What is required: The goal is to restate all of the records below word for word.

--- Information given Enclosed Below ---

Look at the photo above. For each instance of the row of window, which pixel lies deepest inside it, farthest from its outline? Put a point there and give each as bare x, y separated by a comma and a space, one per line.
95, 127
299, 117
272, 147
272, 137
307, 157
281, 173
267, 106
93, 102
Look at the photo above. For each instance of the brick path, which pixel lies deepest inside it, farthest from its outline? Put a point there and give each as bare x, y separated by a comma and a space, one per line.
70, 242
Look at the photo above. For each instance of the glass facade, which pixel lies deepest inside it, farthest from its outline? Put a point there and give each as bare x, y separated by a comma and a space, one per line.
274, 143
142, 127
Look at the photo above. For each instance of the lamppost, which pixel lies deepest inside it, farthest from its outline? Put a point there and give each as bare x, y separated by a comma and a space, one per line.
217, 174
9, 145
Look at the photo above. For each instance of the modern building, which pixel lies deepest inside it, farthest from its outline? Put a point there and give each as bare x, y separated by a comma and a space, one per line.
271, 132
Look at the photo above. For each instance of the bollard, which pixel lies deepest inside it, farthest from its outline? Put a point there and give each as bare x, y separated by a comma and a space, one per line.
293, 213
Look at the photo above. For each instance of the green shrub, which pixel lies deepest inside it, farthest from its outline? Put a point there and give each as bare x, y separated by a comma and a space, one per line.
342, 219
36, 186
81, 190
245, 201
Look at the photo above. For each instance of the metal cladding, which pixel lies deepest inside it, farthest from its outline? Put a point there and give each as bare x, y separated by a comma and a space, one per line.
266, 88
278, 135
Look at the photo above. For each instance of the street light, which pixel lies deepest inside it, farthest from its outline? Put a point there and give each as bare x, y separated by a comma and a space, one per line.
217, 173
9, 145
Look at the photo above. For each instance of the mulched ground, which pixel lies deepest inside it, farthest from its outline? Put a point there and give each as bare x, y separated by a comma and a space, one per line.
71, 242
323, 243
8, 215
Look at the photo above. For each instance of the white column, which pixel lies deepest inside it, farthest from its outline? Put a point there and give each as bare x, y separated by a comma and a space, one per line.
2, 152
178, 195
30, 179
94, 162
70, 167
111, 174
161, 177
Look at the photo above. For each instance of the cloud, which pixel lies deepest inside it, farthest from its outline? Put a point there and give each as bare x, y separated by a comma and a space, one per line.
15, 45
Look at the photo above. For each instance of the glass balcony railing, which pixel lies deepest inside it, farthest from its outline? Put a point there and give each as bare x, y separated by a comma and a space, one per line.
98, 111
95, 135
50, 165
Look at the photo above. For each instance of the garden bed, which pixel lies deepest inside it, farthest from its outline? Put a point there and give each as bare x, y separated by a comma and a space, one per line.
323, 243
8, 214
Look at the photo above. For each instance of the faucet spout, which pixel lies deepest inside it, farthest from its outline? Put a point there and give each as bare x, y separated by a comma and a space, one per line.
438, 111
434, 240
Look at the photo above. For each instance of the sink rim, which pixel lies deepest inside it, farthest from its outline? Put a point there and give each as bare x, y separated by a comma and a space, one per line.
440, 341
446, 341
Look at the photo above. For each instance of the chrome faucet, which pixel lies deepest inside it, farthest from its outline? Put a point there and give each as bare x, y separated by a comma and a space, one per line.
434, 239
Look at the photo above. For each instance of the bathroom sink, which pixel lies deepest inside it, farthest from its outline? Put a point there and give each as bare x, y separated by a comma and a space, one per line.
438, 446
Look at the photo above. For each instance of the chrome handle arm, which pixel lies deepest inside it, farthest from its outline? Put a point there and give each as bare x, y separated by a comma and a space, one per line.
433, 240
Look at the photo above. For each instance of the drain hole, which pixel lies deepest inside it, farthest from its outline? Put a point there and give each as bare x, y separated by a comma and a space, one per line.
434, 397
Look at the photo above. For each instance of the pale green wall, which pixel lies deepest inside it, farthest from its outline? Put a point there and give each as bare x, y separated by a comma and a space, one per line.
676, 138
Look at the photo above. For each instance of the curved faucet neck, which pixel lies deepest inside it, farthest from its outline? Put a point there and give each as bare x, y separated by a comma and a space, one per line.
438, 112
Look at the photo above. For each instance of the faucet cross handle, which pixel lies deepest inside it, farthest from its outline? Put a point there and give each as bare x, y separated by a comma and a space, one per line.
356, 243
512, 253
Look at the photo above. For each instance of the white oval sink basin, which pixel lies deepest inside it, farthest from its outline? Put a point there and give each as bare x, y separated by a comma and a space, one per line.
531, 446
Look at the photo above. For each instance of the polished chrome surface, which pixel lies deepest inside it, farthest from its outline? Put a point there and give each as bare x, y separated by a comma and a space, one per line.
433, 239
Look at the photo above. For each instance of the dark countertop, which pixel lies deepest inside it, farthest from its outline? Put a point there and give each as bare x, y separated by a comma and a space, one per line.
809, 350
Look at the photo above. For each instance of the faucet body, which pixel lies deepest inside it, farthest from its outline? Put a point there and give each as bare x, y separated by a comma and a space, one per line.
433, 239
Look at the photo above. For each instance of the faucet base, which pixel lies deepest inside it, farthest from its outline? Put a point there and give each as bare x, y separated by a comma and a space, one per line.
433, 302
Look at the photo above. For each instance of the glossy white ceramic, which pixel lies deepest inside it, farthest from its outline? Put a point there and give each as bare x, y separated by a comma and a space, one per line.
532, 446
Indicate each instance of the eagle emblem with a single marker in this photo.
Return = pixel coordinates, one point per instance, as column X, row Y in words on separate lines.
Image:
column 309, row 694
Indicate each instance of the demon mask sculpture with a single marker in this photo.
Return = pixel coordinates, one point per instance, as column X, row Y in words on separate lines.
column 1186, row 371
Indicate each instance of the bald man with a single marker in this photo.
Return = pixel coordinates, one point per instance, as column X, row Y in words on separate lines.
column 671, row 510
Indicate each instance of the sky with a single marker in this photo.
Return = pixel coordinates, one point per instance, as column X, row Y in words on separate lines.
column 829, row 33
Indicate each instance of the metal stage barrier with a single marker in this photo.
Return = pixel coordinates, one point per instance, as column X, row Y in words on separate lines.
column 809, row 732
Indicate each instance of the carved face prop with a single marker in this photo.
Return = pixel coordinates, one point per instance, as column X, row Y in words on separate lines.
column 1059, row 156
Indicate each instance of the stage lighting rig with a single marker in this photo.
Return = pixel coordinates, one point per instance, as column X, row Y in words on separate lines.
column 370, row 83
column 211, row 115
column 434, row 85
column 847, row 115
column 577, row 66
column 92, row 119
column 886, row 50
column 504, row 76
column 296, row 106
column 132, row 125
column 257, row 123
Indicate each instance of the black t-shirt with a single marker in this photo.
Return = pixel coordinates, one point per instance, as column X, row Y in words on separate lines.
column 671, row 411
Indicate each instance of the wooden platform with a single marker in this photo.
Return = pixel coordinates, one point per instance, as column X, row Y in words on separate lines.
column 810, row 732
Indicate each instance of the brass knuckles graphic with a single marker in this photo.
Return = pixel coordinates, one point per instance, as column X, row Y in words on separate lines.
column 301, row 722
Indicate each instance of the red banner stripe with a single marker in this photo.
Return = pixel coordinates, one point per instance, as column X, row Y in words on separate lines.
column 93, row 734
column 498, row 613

--- End of Enclosed Information given ---

Result:
Look at the photo above. For each instance of the row of window, which pixel lies deepest inside it, farthest from its outline? Put a point there and give each as bare x, y separated by a comma and a space, one per line.
95, 127
299, 117
272, 147
272, 137
307, 157
281, 173
267, 106
93, 102
Look at the photo above. For each instance of the brick path, which pixel lies deepest inside it, farthest from its outline? Put a point there and give each as bare x, y separated by a comma and a space, one per line.
70, 242
Look at the photo above. For each instance of the glass facade, which pixel lies deepest inside it, farthest from its outline? Put a point there and give each as bare x, y separated by a comma and a space, one per line.
274, 143
142, 127
Look at the photo above. For each instance of the lamppost, which pixel lies deepest inside it, farthest from its outline? Put a point there and give each as bare x, y separated by a comma and a space, one per line.
217, 174
9, 145
Look at the photo above. For each instance of the modern building, which pixel lies deepest inside it, farthest from its outline? Put a point there and give each as bare x, y separated by a comma and a space, one per line.
271, 132
Look at the photo above. For each instance of the bollard, which pixel lies deepest inside it, farthest from its outline? Put a point there and give each as bare x, y separated by a comma and a space, one per line.
293, 213
Look at the photo above. For each instance of the green shrub, which pixel lies deepest inside it, farthest from its outline? Put a point there and give each as bare x, y separated by a comma and a space, one per line.
342, 219
36, 186
81, 190
245, 201
Look at the photo above. For each instance of the metal cladding, which pixel lies deepest inside it, farthest from its outline? Put a point there and give each as bare x, y separated by a comma and a space, one per line.
266, 88
278, 135
Look at the photo above. For each instance of the street light, which pixel lies deepest inside it, farthest from its outline? Put a point there and give each as bare x, y separated by a comma and a space, one per line.
217, 173
9, 145
Look at the photo above. For each instance of the mulched ground, which pixel lies deepest inside it, farthest from its outline? Put a point there and give each as bare x, y separated by a comma and a space, one per line.
71, 242
323, 243
8, 215
Look at the photo above. For each instance of the white column, which pixel lies deepest inside it, farthest from its outline? Put a point there and give each as bare x, y separated by a comma and a space, one per line.
2, 152
178, 195
30, 179
94, 162
70, 167
111, 174
161, 177
Look at the photo above. For each instance of the cloud, which pixel lies deepest inside it, farthest from its outline? Put a point there and give each as bare x, y separated by a comma and a space, one per line.
15, 45
Look at the photo above. For each instance of the glass balcony railing, which pixel lies deepest inside it, farthest from its outline? Put a point there and give each as bare x, y separated by a comma and a space, one per line.
98, 111
95, 135
50, 165
Look at the photo above. For each instance of the garden bed, which pixel lies deepest inside it, farthest from its outline? Put a point there and give each as bare x, y separated by a comma and a space, one per line.
323, 243
8, 214
Look at the photo above. For each instance of the faucet spout, which pixel lies deepest inside it, farthest from its outline? Put a point there and give each as bare x, y separated by a comma and a space, one per line.
438, 111
434, 240
Look at the photo above. For each instance of the sink rim, which pixel lies deepest inside it, farthest from its outline? Put a point there and give each as bare x, y separated by a comma and a space, one per line.
440, 341
446, 341
Look at the photo above. For each instance of the chrome faucet, which pixel lies deepest inside it, farthest from its outline? Put a point there and give each as bare x, y separated by a comma and a space, one per line.
434, 239
Look at the photo above. For each instance of the bathroom sink, which pixel lies deepest inside it, farthest from its outline? Put a point there and give each as bare x, y separated by a comma and a space, one per line.
438, 446
Look at the photo above. For each instance of the chrome handle arm, which pixel lies deepest inside it, farthest from its outline? Put a point there and give each as bare x, y separated by a comma and a space, one per line.
433, 240
Look at the photo above. For each instance of the drain hole, which pixel lies deepest inside it, farthest from its outline? Put a point there and give each as bare x, y separated by a comma and a space, one per line.
434, 397
Look at the photo above. For each instance of the pale green wall, which pixel lies deepest inside it, farthest from its outline? Put a point there and give each as bare x, y separated by a comma and a space, one per line.
676, 138
Look at the photo above. For each instance of the curved faucet neck, which pixel lies deepest inside it, farthest from its outline? Put a point there and give each as bare x, y separated by a comma and a space, one per line.
438, 112
Look at the photo above. For each instance of the faucet cross handle, which pixel lies deepest inside it, farthest from its outline? Put a point there and give each as bare x, y separated by a comma and a space, one per line.
356, 243
512, 253
Look at the photo above. For each instance of the white oval sink basin, which pixel lies deepest inside it, farthest from its outline? Put a point there and give each as bare x, y separated by a comma and a space, one per line.
531, 446
Look at the photo above. For each instance of the polished chrome surface, which pixel lies deepest inside it, farthest from its outline? Put a point there and give each as bare x, y separated by a comma and a space, one per line.
433, 239
Look at the photo above. For each instance of the dark countertop, which pixel lies deepest inside it, farthest from its outline? Put a point there and give each as bare x, y separated by a comma and a space, one per line.
809, 350
Look at the photo above. For each instance of the faucet body, which pixel lies deepest inside it, farthest from its outline? Put a point there and give each as bare x, y separated by a comma and a space, one per line.
433, 239
Look at the photo above. For each instance of the faucet base, which pixel lies deepest inside it, farthest from its outline? Put a point there and give each as bare x, y separated by a comma and a space, one per line.
433, 302
Look at the photo above. For each instance of the glossy white ceramic, which pixel lies deepest inside it, farthest from its outline? Put a point there and give each as bare x, y separated by a comma and a space, one per line.
532, 446
Indicate each instance of the eagle emblem with a single marker in this photo.
Return = pixel coordinates, one point per instance, as column X, row Y in words on separate lines.
Image:
column 309, row 694
Indicate each instance of the demon mask sculpture with a single marker in this photo.
Return = pixel coordinates, one point per instance, as column X, row Y in words on separate lines.
column 1186, row 371
Indicate each instance of the bald man with a single marker in this photo.
Return = pixel coordinates, one point per instance, as column X, row Y in words on separate lines.
column 671, row 510
Indicate each instance of the sky with a single marker in this photo.
Return = pixel coordinates, one point per instance, as column X, row Y in words on separate lines.
column 829, row 33
Indicate each instance of the metal stage barrier with a single marker in this photo.
Return = pixel coordinates, one point per instance, as column X, row Y in words on separate lines.
column 809, row 732
Indicate each instance of the carved face prop with a single marker in this photo.
Return = pixel coordinates, one point per instance, as column X, row Y in words on separate lines.
column 1059, row 156
Indicate each instance of the stage lighting rig with a single marker in this photo.
Return = pixel coordinates, one point per instance, as column X, row Y in words on separate lines.
column 370, row 83
column 211, row 115
column 434, row 85
column 847, row 115
column 577, row 66
column 92, row 119
column 886, row 50
column 504, row 76
column 296, row 106
column 132, row 125
column 257, row 123
Indicate each instance of the black t-shirt with a single marker in this photo.
Return = pixel coordinates, one point per instance, as column X, row Y in words on separate lines.
column 671, row 411
Indicate each instance of the wooden platform with a single marker in this photo.
Return = pixel coordinates, one point per instance, as column X, row Y in words on separate lines.
column 810, row 732
Indicate each instance of the brass knuckles graphic with a single marker in this photo.
Return = pixel coordinates, one point per instance, as column X, row Y in words on separate lines.
column 301, row 722
Indicate each instance of the red banner stripe with a single marker in this photo.
Return = pixel coordinates, one point per instance, as column X, row Y in words on separate lines.
column 93, row 734
column 498, row 613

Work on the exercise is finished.